USING THE INFORMATION →
[A] According to the spina bifida fact sheet, how often does spina bifida occur in births in the United States?
[B] Explain why the spina bifida fact sheet recommends a multimethod and multi-informant approach to assessment.

TEXT BLOCK →
----
Fact Sheet: Spina Bifida

Spina bifida (SB) is one of the most common birth defects, resulting in the failed closure of one or more vertebrae during the early weeks of gestation. SB is thought to be caused by low levels of folic acid during the first few weeks of pregnancy, though genetic factors and maternal obesity have also been implicated. Youth with SB experience a multitude of chronic health complications, including urinary, bowel, orthopedic and cognitive difficulties.

Prevalence and Course

SB occurs in approximately three out of 10,000 births in the United States. Severity of SB varies according to both biologic and environmental determinants such as the level of the spinal lesion and neurological complications from procedures (e.g., repeated shunt replacements). Children and their families manage complex medical regimens, including tasks related to catheterization, bowel programs, use of orthopedic devices, skin checks and monitoring of shunt functioning.

Health and Psychosocial Consequences

Youth often have varying degrees of paralysis, orthopedic abnormalities and difficulties related to executive functioning. Social impairment is a salient concern in this population; youth with SB often demonstrate higher rates of social isolation, social immaturity and have smaller social networks compared to typically developing youth.

Evidence-based Assessment

Relevant areas of assessment include: physical characteristics (e.g., spinal lesion level and ambulation), intellectual functioning (e.g., IQ, attention and executive functions), psychosocial adjustment, family functioning, quality of peer relationships, medical adherence, and autonomy-related development. A multimethod and multi-informant approach is typically recommended, as youth with SB and their parents have shown differing perceptions of individual and family functioning.
----
Stored data:
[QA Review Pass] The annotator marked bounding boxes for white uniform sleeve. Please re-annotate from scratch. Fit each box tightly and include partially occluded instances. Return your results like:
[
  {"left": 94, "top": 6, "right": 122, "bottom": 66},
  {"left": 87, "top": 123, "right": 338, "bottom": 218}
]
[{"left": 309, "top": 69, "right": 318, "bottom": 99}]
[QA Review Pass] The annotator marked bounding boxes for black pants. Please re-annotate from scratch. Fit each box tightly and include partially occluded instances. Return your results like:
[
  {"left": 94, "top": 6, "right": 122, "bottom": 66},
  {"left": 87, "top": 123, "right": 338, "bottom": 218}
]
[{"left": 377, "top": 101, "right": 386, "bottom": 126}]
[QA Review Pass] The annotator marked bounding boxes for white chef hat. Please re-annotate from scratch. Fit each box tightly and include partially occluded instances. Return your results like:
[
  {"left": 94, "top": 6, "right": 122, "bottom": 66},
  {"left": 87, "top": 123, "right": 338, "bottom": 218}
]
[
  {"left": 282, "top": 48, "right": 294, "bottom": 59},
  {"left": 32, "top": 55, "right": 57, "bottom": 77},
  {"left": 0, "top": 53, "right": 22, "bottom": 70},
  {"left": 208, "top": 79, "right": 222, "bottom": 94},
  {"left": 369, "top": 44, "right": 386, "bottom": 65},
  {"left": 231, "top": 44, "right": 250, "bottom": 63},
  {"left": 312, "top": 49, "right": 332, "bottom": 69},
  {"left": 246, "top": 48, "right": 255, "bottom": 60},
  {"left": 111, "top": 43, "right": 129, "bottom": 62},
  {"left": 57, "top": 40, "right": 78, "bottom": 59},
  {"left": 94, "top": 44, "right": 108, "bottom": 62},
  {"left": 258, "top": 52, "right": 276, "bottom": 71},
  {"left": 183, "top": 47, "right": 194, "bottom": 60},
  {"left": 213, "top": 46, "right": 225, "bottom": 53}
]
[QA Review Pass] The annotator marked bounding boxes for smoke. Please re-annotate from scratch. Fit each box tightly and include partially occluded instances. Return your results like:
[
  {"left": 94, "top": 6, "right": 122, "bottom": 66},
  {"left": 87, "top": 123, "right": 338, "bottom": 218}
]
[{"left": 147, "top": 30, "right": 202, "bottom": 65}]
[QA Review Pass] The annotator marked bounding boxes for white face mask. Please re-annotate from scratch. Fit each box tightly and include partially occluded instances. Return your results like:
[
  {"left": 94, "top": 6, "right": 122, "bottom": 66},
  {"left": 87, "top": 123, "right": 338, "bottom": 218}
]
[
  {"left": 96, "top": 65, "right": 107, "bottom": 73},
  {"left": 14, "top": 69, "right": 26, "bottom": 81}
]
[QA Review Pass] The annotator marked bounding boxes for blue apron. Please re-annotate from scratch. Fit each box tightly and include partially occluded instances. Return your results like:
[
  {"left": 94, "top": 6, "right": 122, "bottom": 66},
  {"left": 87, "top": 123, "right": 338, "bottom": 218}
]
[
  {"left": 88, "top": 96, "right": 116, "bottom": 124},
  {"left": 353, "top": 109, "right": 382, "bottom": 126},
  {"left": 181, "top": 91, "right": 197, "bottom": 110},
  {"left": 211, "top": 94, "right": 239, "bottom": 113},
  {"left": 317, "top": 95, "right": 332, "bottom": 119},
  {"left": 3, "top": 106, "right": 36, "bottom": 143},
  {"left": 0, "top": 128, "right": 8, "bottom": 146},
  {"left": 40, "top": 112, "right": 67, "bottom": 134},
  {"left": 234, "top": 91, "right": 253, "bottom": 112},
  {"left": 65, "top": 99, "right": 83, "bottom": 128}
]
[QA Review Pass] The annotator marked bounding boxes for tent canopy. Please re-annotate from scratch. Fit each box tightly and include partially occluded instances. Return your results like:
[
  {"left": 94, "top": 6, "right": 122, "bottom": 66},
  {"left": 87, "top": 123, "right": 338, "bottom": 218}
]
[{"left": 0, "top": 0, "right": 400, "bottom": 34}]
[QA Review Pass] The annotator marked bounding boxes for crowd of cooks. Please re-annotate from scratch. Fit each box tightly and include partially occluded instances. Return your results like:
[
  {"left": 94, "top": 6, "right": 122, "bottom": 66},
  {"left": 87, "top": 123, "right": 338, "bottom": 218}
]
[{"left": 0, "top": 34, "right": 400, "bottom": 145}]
----
PER-TASK ANSWERS →
[A] About three out of every 10,000 births.

[B] That approach is typically recommended because youth with spina bifida and their parents have shown differing perceptions of individual and family functioning.